Task to complete:
Search the material for lines containing the word "below", and copy each one.

(Supplied data Opens)

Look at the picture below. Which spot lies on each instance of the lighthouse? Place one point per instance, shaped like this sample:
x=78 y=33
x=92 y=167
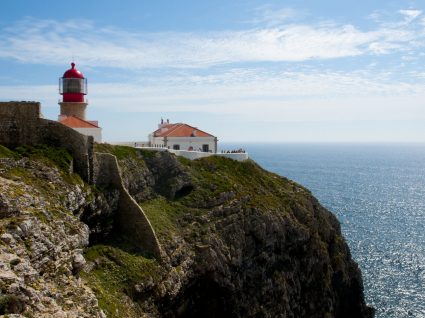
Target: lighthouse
x=73 y=88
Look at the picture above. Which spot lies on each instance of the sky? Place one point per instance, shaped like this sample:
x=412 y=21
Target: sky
x=246 y=71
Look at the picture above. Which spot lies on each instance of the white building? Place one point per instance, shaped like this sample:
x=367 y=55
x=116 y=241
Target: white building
x=73 y=88
x=182 y=137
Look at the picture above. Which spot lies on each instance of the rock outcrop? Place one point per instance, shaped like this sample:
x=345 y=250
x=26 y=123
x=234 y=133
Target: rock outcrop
x=238 y=242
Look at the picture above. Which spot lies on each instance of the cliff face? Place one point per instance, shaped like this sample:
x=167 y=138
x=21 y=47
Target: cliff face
x=239 y=242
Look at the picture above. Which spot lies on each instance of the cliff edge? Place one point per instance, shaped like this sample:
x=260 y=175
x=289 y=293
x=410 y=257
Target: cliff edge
x=237 y=241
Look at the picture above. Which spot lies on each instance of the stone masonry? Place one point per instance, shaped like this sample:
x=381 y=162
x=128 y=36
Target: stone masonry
x=21 y=124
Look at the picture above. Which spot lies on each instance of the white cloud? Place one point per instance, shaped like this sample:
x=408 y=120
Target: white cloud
x=52 y=42
x=256 y=94
x=410 y=15
x=270 y=16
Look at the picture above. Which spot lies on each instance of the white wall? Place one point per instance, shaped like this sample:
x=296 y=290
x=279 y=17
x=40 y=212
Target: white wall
x=95 y=132
x=192 y=155
x=185 y=142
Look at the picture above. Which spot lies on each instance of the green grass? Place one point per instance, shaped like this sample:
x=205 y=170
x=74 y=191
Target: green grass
x=7 y=153
x=164 y=216
x=60 y=157
x=113 y=279
x=121 y=152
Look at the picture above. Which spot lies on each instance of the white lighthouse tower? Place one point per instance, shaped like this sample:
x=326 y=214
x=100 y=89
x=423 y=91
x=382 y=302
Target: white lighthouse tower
x=73 y=88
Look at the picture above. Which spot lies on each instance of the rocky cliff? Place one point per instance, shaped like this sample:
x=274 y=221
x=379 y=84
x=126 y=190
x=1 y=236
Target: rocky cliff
x=238 y=241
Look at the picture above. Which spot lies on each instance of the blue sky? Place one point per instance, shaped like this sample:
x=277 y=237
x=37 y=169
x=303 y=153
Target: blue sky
x=263 y=71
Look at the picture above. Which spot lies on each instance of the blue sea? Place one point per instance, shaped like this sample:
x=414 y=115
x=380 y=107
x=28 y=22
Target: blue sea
x=377 y=191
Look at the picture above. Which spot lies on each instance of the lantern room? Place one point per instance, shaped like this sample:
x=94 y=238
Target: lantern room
x=73 y=85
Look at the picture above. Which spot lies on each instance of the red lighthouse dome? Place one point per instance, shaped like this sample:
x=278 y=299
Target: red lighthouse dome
x=73 y=85
x=73 y=72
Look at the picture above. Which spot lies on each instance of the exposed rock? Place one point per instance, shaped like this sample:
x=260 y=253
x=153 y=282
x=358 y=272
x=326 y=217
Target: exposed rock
x=239 y=242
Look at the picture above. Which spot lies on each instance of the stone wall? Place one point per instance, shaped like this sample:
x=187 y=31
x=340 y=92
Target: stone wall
x=21 y=124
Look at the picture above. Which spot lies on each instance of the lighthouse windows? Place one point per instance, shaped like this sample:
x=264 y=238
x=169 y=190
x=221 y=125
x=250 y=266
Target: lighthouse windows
x=73 y=85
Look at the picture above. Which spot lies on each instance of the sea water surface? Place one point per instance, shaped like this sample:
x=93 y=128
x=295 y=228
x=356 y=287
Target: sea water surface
x=377 y=191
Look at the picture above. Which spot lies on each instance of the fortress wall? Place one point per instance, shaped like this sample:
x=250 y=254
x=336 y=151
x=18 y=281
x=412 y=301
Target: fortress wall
x=131 y=220
x=79 y=146
x=19 y=123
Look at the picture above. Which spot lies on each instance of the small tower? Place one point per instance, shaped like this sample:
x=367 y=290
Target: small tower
x=73 y=88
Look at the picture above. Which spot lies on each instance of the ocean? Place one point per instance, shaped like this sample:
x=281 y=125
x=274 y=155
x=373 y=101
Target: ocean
x=377 y=191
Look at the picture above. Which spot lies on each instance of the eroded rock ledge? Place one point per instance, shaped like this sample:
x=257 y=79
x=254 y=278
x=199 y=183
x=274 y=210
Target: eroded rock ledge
x=238 y=242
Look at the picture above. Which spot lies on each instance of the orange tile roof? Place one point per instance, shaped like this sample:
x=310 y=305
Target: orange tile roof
x=75 y=122
x=180 y=130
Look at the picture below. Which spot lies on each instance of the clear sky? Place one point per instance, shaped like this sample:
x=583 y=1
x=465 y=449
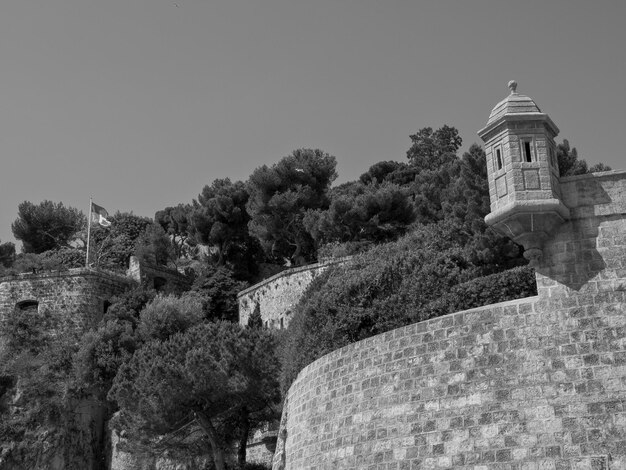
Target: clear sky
x=140 y=103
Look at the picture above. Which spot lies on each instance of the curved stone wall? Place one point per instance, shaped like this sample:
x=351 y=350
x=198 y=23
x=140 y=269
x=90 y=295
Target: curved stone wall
x=531 y=384
x=517 y=385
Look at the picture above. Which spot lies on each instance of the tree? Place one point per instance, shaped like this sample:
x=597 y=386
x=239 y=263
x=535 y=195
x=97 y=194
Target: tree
x=428 y=146
x=112 y=343
x=380 y=171
x=113 y=246
x=176 y=221
x=47 y=225
x=208 y=374
x=217 y=288
x=35 y=376
x=155 y=247
x=570 y=164
x=219 y=218
x=360 y=212
x=279 y=198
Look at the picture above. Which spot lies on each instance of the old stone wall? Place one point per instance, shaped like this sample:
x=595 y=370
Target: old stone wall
x=77 y=297
x=161 y=278
x=277 y=295
x=537 y=383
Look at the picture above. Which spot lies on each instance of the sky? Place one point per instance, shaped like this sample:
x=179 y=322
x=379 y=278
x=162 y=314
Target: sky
x=140 y=103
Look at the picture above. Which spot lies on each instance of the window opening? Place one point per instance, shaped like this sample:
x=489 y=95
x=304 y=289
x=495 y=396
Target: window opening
x=27 y=305
x=527 y=151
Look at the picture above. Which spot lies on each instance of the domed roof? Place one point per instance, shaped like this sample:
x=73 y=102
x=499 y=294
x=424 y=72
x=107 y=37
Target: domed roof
x=515 y=103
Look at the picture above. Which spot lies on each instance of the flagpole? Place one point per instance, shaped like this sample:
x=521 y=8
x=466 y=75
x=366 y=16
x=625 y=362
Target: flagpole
x=88 y=233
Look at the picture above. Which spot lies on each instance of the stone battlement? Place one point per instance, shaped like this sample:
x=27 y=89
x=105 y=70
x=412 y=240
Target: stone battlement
x=278 y=294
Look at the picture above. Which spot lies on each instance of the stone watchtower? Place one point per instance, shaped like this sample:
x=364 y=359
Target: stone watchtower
x=526 y=199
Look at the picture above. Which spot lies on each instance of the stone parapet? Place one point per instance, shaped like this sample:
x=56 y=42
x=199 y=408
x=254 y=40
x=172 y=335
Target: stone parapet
x=278 y=294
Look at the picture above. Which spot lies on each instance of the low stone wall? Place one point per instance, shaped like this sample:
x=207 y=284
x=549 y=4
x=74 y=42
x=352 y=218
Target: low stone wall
x=76 y=296
x=277 y=295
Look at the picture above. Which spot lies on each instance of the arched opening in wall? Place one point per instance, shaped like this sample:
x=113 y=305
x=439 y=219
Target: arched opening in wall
x=159 y=283
x=27 y=306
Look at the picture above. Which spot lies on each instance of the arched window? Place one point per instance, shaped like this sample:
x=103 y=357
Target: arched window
x=27 y=305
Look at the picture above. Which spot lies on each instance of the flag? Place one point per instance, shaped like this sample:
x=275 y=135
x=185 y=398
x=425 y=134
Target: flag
x=99 y=214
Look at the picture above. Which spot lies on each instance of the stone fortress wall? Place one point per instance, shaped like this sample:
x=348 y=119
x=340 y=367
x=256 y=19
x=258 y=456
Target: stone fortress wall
x=530 y=384
x=77 y=295
x=277 y=295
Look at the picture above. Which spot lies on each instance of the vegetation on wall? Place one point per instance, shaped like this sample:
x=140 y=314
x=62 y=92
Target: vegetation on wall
x=422 y=250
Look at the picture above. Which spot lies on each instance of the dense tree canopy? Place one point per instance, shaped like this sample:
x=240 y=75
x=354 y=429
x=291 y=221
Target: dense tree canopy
x=47 y=225
x=7 y=254
x=113 y=246
x=219 y=217
x=206 y=374
x=176 y=221
x=281 y=194
x=430 y=146
x=362 y=212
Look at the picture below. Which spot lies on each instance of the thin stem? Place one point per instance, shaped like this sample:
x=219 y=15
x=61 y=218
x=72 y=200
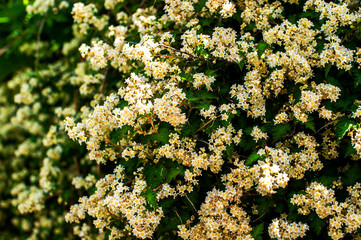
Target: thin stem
x=104 y=79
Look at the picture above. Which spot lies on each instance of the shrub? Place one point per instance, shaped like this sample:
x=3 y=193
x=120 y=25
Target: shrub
x=180 y=119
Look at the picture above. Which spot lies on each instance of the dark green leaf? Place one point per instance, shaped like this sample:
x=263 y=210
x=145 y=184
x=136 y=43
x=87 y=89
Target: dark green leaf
x=342 y=127
x=352 y=175
x=252 y=158
x=261 y=48
x=257 y=231
x=316 y=223
x=280 y=130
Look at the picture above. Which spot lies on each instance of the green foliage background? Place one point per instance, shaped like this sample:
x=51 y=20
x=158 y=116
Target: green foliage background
x=32 y=55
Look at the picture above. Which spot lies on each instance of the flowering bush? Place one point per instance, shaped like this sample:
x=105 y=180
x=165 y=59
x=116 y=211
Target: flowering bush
x=180 y=119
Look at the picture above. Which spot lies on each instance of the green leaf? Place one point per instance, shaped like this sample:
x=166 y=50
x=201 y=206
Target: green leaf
x=151 y=197
x=326 y=180
x=204 y=105
x=280 y=130
x=316 y=223
x=310 y=125
x=342 y=127
x=241 y=64
x=327 y=69
x=173 y=173
x=257 y=231
x=352 y=175
x=349 y=149
x=252 y=158
x=261 y=48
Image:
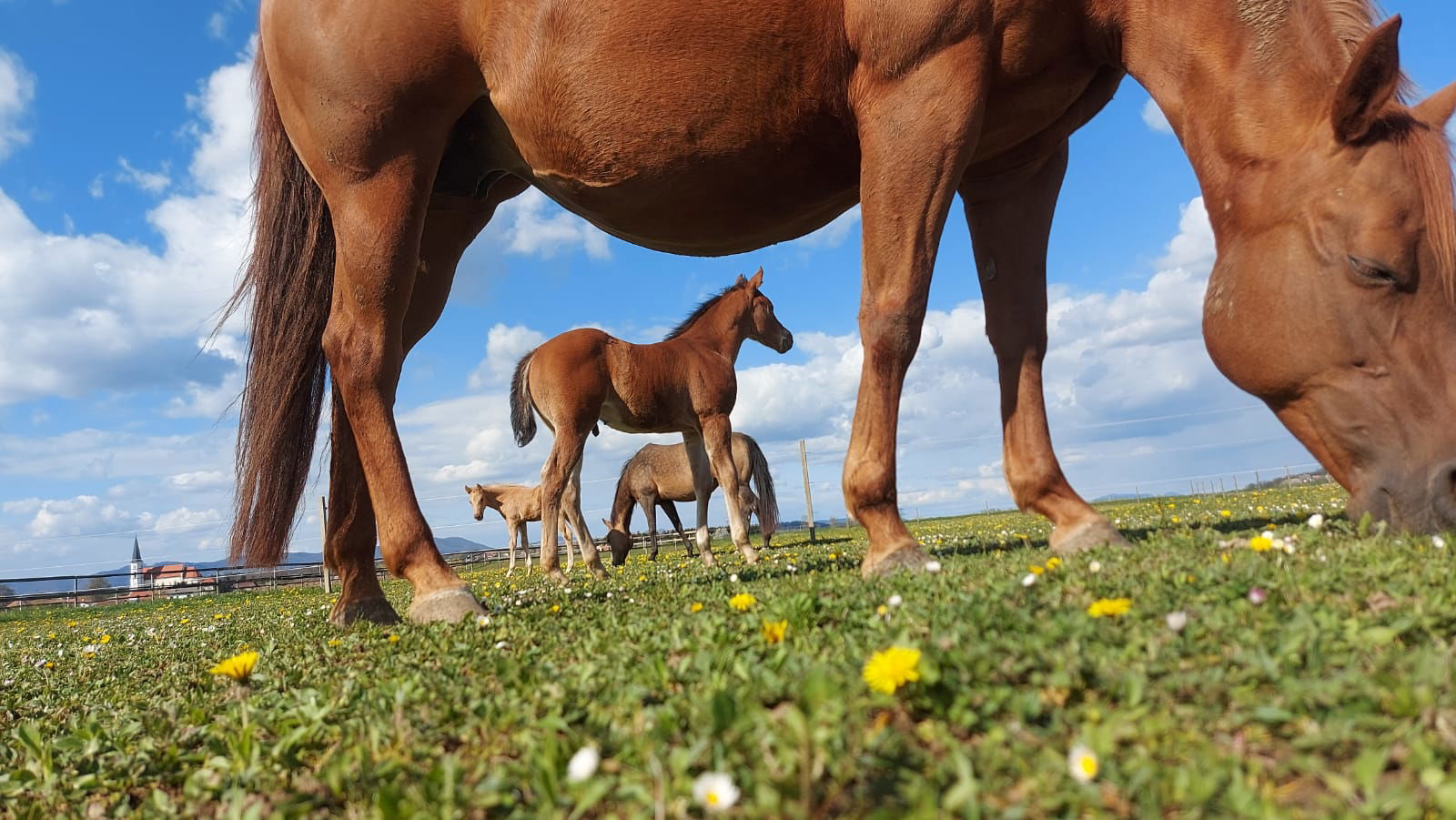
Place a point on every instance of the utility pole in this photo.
(808, 497)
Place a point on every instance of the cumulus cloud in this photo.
(1154, 116)
(541, 228)
(16, 94)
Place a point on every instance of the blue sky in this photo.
(123, 179)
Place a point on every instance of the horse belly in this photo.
(673, 124)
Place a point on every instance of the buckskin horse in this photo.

(Supplied data Closes)

Response for this exercise:
Look at the picture below. Which spot lies on each instance of the lighthouse? Place one point per instance, shaped like this sample:
Look at the picture below. Which spot lies on each instance of the clear sky? Place one point per instance, shaped like this sample:
Look at the picture below. Which spot lies on each instance of the thin stem? Place one point per instance, shaped like this sample:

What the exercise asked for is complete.